## DESCRIPTION OF THE TASK
Summarize the Bible study on the day of the crucifixion in two sentences.

Summary: This is a study on the subject of what day of the week was Jesus crucified to fulfill the prophecy He spoke about Himself in Matt. 12:40.

Three Days and Three Nights:

On What Day of the Week Was Jesus Crucified?

This morning we are going to have a little Bible Study as opposed to a sermon. A few weeks ago I was approached with a question concerning the timing of the death, burial and resurrection of Christ that I have found many Christians ask. And the question is this:

Modern Christianity teaches that Jesus was crucified on a Friday (hence, Good Friday) and rose from the grave on a Sunday (Easter). If this is true how could Jesus have fulfilled the prophecy He spoke in Matthew 12:40, which says, “For as Jonah was three days and three nights in the belly of a huge fish, so the Son of Man will be three days and three nights in the heart of the earth”?

This is a very confusing puzzle because if Jesus was buried on Friday and rose on Sunday, the most time you can count is one day and two nights. Did He fail to fulfill His own prophecy of three days and three nights in the earth? Or could tradition concerning the day of crucifixion be wrong?

## DATA
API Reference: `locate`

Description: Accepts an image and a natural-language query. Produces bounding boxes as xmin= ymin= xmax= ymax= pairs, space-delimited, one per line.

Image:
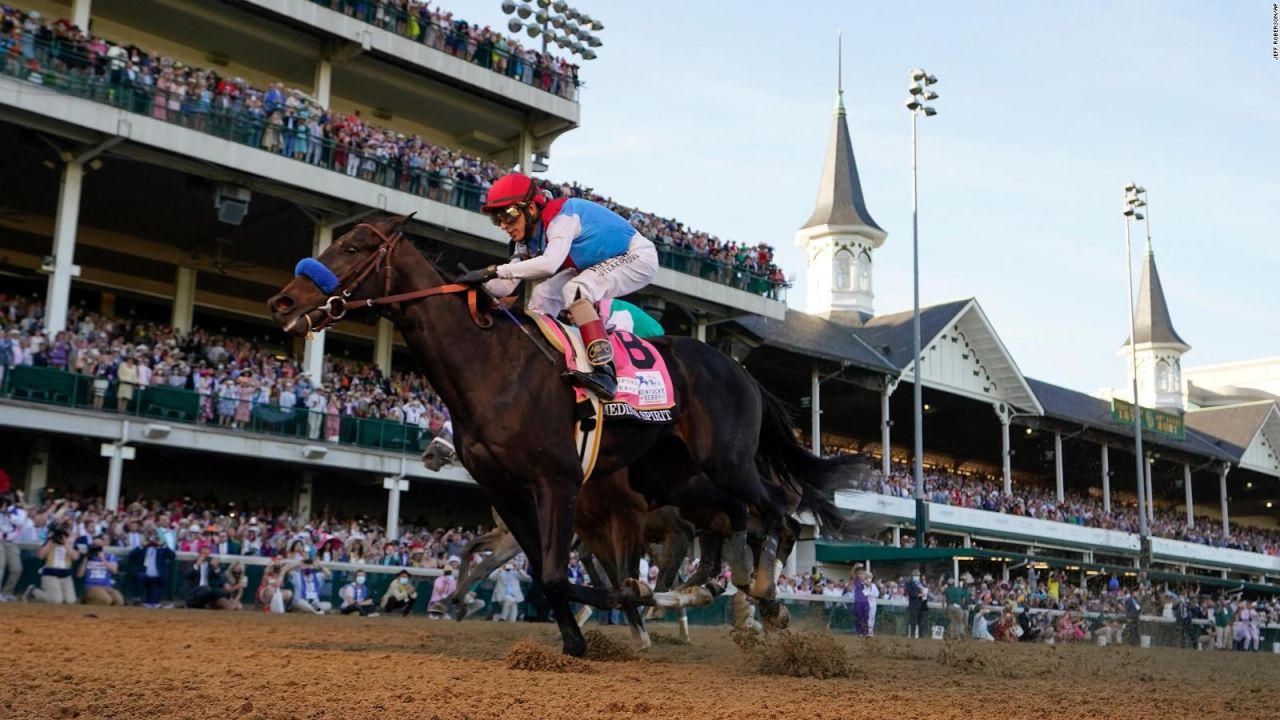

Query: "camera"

xmin=47 ymin=517 xmax=67 ymax=544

## ANSWER IN FULL
The study takes up a question many Christians ask: if Jesus was crucified on a Friday and rose on a Sunday, as modern Christianity teaches, how could He have fulfilled His prophecy in Matthew 12:40 that the Son of Man would be three days and three nights in the heart of the earth? Because a Friday burial and a Sunday resurrection allow at most one day and two nights, it asks whether He failed to fulfill that prophecy or whether tradition about the day of crucifixion could be wrong.